# Required work
Render the material below as a JSON list of strings, one string per line and no blank lines, leaving out the pictures.

# Material provided

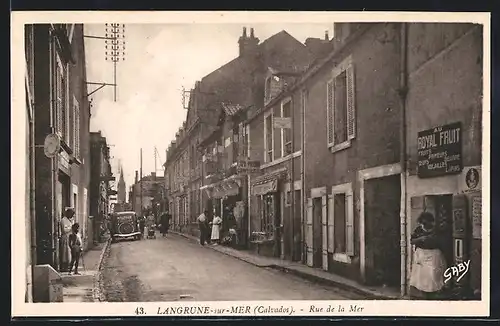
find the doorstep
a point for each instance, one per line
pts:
(298, 269)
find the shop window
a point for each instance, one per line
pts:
(341, 124)
(268, 215)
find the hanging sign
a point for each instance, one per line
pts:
(440, 151)
(470, 179)
(282, 123)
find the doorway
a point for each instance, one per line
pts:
(382, 226)
(317, 232)
(297, 226)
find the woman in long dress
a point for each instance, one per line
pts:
(216, 224)
(66, 225)
(429, 263)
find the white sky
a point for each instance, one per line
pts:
(159, 61)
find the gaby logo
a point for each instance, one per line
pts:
(457, 271)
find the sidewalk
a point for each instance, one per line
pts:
(82, 288)
(298, 269)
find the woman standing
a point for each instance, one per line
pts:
(429, 263)
(75, 243)
(216, 225)
(66, 225)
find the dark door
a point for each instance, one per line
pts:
(317, 232)
(297, 226)
(382, 210)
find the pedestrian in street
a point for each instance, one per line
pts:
(165, 223)
(66, 224)
(429, 263)
(202, 224)
(75, 243)
(142, 225)
(216, 226)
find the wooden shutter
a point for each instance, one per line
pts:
(324, 231)
(330, 109)
(351, 108)
(309, 234)
(349, 224)
(331, 229)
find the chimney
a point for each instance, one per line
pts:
(248, 45)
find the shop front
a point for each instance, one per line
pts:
(449, 187)
(225, 200)
(266, 224)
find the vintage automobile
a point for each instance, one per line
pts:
(124, 225)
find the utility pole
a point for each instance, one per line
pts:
(140, 181)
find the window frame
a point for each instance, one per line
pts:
(345, 189)
(283, 144)
(268, 151)
(345, 66)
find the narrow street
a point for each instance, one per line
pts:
(175, 269)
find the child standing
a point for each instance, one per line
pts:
(75, 243)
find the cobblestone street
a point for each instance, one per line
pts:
(176, 269)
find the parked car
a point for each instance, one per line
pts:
(125, 225)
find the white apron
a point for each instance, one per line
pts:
(427, 272)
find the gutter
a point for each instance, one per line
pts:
(403, 91)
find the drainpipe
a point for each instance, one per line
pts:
(32, 215)
(403, 91)
(302, 174)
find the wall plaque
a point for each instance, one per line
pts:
(440, 151)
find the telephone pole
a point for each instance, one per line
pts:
(140, 181)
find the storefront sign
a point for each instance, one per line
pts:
(440, 151)
(64, 161)
(245, 166)
(262, 189)
(476, 217)
(282, 123)
(470, 179)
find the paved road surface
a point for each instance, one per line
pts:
(175, 269)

# In response
[
  "find the doorstep",
  "a point for each instance, one per line",
  "pts:",
  "(298, 269)",
  "find the shop window",
  "a point for each instance, one per line",
  "pts:",
  "(341, 124)",
  "(268, 215)",
  "find the hanging sign",
  "a point for each instance, one per line",
  "pts:",
  "(440, 151)",
  "(470, 179)",
  "(282, 123)",
  "find the doorway",
  "a point for each instance, one per line",
  "pts:",
  "(382, 226)",
  "(317, 232)",
  "(297, 226)",
  "find the woman in long dress",
  "a point for each instance, one per line",
  "pts:",
  "(216, 224)",
  "(66, 225)",
  "(429, 263)",
  "find the white sky",
  "a point for each instance, one per line",
  "pts:",
  "(159, 61)",
  "find the gaby logo",
  "a point for each instance, one per line",
  "pts:",
  "(457, 271)",
  "find the sidewalk",
  "a point for each instance, one per line",
  "pts:",
  "(82, 288)",
  "(298, 269)",
  "find the woman standing",
  "a point for each instance, one per line",
  "pts:",
  "(429, 263)",
  "(75, 243)",
  "(216, 225)",
  "(66, 225)",
  "find the dark door",
  "a point for each instance, one per line",
  "pts:",
  "(317, 232)",
  "(297, 226)",
  "(382, 210)",
  "find the pedestrian in street",
  "a point for each instance, one per line",
  "pts:",
  "(165, 223)",
  "(66, 224)",
  "(429, 263)",
  "(202, 224)",
  "(75, 243)",
  "(142, 225)",
  "(216, 226)",
  "find the wooden shutter",
  "a point for each instance, one per line",
  "pts:",
  "(324, 231)",
  "(330, 109)",
  "(351, 108)",
  "(309, 234)",
  "(349, 224)",
  "(331, 229)",
  "find the chimney",
  "a point for each instance, one per line",
  "pts:",
  "(248, 45)",
  "find the shop front",
  "a point for each instance, one per line",
  "pts:",
  "(449, 187)",
  "(225, 200)",
  "(266, 224)",
  "find the vintage automobile",
  "a point for each instance, one per line",
  "pts:",
  "(124, 225)",
  "find the utility pole",
  "a point for each instance, one per line",
  "pts:",
  "(140, 181)",
  "find the window frame",
  "a point for each instance, one per line",
  "pts:",
  "(345, 189)",
  "(283, 144)",
  "(268, 151)",
  "(345, 66)",
  "find the narrow street",
  "a point for each instance, one per line",
  "pts:",
  "(175, 269)",
  "find the child standing",
  "a point for each instance, one per line",
  "pts:",
  "(75, 243)",
  "find the cobblestone street",
  "a point for each instance, one per line",
  "pts:",
  "(176, 269)",
  "find the parked car",
  "a point for each instance, one per line",
  "pts:",
  "(125, 225)",
  "find the white apron",
  "a point for each instance, one per line",
  "pts:",
  "(427, 272)",
  "find the gutter",
  "a point for each instance, one per line",
  "pts:",
  "(403, 91)",
  "find the drainpipe",
  "a point for each instance, one per line",
  "pts:",
  "(32, 215)",
  "(403, 91)",
  "(302, 174)",
  "find the wall plaque",
  "a point for each instance, one per line",
  "pts:",
  "(440, 151)",
  "find the telephone pole",
  "a point for each instance, one per line",
  "pts:",
  "(140, 181)",
  "find the storefront sign",
  "a point for each instance, one per line",
  "pts:",
  "(440, 151)",
  "(64, 161)",
  "(245, 166)",
  "(262, 189)",
  "(476, 217)",
  "(282, 123)",
  "(470, 179)",
  "find the paved road surface",
  "a point for each instance, one per line",
  "pts:",
  "(175, 269)"
]